WHAT THIS EXERCISE ASKS
1 – Please decide whether each statement below agrees with the court opinion excerpt, answering yes or no and quoting the deciding words from it: (a) In Morales, a school district decertified a bus driver employed by a private contractor. (b) The jury awarded Stein $25,000 in compensatory damages. (c) The court holds that Stein's protected property interest lies in the certification itself.
2 – According to the court opinion excerpt, which prior holding did Harlow implicitly overrule?
3 – Write the next portion of the court opinion excerpt, beginning after its final sentence.

-- start of SUPPLIED PASSAGE --

The New York case of Morales v. Board of Education, 125 Misc. 2d 310, 479 N.Y.S.2d 330 (Sup. Ct. Nassau Co. 1984), comports with our holding. In Morales, a school district decertified a bus driver who worked for a private contractor. The plaintiff, however, continued to work for her employer and could have driven for other school districts with which the company contracted. Here, we hold that Stein's protected property interest lies in his continued employment by ACJ, not in the certification itself. The court's finding in Morales that the plaintiff suffered no deprivation of property because she was not discharged, therefore, does not conflict with our holding.
Having correctly determined that Stein had a protected property interest in his continued employment, the district judge instructed the jury that due process requires the state to provide adequate notice and a hearing before its expropriates the property of an individual. Accordingly, the jury found that Stein had not received adequate notice of the nature of the charges against him, and awarded Stein $15,000 in compensatory damages against Leonard David and the Board of Education. David contends, however, that the district judge erroneously refused to instruct the jury that they could assess no damages against David if they found him to have acted in good faith in his actions with respect to Stein. We disagree.
Qualified or "good-faith" immunity is an affirmative defense that shields government officials "from liability for civil damages insofar as their conduct does not violate clearly established statutory or constitutional rights of which a reasonable person would have known." Harlow v. Fitzgerald, 457 U.S. 800, 818, 73 L. Ed. 2d 396, 102 S. Ct. 2727 (1982). In Harlow, the Court held that in deciding a motion for summary judgment a judge may determine whether the law was clearly established at the time an action occurred, thereby measuring the objective reasonableness of an official's conduct. 457 U.S. at 818. To the extent it eliminated the subjective intent element from the good-faith immunity defense. Harlow implicitly overruled the Court's prior holding in Wood v. Strickland, 420 U.S. 308, 322, 43 L. Ed. 2d 214, 95 S. Ct. 992, reh'g denied, 421 U.S. 921, 95 S. Ct. 1589, 43 L. Ed. 2d 790 (1975) (good-faith immunity applies if an official " knew or reasonably should have known that the action he took within his sphere of official responsibility would violate the constitutional rights of the [plaintiff], or if he took the action with malicious intention to cause a deprivation of constitutional rights or other injury ...." (emphasis added)). Accordingly, the Court rejected preliminary holdings that the good-faith immunity defense required a factual inquiry into whether an official harbored a subjective intent to violate a person's civil rights. See, e.g., O'Connor v. Donaldson, 422 U.S. 563, 577, 45 L. Ed. 2d 396, 95 S. Ct. 2486 (1975); Landrum v. Moats, 576 F.2d 1320 (8th Cir. 1978), cert. denied, 439 U.S. 912, 99 S. Ct. 282, 58 L. Ed. 2d 258 (1978); Duchesne v. Sugarman, 566 F.2d 817, 832-33 (2d Cir. 1977).

-- end of SUPPLIED PASSAGE --
-- start of SOURCE EXCERPT --

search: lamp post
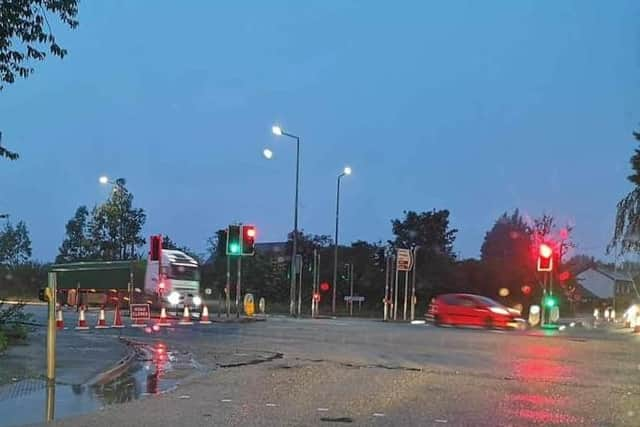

-- end of SOURCE EXCERPT --

ANSWERS FOR THE EXERCISE
1 –
(a) Yes: "a school district decertified a bus driver who worked for a private contractor."
(b) No: "awarded Stein $15,000 in compensatory damages against Leonard David and the Board of Education."
(c) No: "Stein's protected property interest lies in his continued employment by ACJ, not in the certification itself."

2 – The Court's prior holding in Wood v. Strickland.

3 –
By omitting the subjective element of the test for "good-faith" immunity, the Supreme Court sought to minimize disruptive judicial inquiries into the motives of government officials exercising discretion in their duties. 457 U.S. at 816-17. Accordingly, whether the law on a particular issue is clearly established is now a question of law to be determined by the court.
We find, however, that this issue was not properly raised in the district court. In their motion for summary judgment before trial, appellants argued only that David was protected by the doctrine of absolute immunity in his role as a hearing officer-an argument that was rejected by the trial judge and is not raised on appeal. After presentation of all the evidence at trial, appellants requested the judge charge the jury on the good-faith immunity defense. As we have already noted, however, this issue is not appropriate for a jury determination, and the district judge correctly declined to include it in the jury instructions.*fn4 David therefore waived his right to raise the good-faith immunity defense.
We now turn to the final issue on appeal, whether the district judge erred by refusing to instruct the jury that only nominal damages were appropriate if they found Stein would have been discharged by ACJ even if he had received proper notice from the school board.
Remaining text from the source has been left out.